Segment Start: RECORDS SUPPLIED

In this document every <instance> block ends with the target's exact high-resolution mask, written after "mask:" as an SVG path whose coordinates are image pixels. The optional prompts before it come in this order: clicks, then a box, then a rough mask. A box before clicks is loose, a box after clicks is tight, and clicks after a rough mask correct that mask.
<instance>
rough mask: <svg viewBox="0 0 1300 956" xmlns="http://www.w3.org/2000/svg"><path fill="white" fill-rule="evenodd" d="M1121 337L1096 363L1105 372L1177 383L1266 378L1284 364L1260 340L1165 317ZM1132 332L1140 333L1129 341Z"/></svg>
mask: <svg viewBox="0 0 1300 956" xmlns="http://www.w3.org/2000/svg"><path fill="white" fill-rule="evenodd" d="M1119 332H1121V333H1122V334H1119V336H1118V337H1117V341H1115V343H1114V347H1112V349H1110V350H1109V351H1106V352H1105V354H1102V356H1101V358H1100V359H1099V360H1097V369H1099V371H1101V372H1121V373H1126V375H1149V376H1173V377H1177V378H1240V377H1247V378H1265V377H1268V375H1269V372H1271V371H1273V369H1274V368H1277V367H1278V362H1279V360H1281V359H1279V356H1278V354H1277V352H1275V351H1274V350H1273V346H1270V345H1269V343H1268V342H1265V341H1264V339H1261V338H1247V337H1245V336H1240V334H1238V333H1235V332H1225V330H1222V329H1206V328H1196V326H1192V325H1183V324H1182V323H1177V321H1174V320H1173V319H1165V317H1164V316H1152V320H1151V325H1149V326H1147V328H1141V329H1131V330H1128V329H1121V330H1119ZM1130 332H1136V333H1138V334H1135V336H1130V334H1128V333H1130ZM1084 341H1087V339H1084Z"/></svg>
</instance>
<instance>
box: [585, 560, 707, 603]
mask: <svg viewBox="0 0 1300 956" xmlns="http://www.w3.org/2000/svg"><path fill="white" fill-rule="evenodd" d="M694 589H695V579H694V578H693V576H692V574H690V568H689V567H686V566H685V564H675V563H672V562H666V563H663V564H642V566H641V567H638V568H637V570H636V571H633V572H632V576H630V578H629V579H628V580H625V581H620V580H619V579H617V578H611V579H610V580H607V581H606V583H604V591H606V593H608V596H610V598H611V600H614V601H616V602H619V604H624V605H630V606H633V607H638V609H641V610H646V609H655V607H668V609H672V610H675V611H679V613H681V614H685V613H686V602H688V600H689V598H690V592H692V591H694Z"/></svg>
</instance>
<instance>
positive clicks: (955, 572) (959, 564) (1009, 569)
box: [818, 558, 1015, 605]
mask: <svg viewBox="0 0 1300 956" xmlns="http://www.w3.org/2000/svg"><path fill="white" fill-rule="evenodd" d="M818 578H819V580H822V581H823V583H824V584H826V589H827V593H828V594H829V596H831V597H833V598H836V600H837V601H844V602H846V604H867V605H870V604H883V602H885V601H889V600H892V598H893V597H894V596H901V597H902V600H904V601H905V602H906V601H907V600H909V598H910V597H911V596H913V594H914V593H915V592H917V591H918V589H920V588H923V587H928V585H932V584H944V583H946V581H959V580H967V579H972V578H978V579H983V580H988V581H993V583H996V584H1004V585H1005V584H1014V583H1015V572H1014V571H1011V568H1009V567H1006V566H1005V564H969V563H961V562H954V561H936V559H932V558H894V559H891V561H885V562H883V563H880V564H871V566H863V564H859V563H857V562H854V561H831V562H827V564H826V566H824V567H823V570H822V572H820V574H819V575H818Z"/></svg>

Segment End: RECORDS SUPPLIED

How many lines of the data above contain the string "clicks", with case counted? Reply with the number alone.

◆ YOUR RESPONSE: 2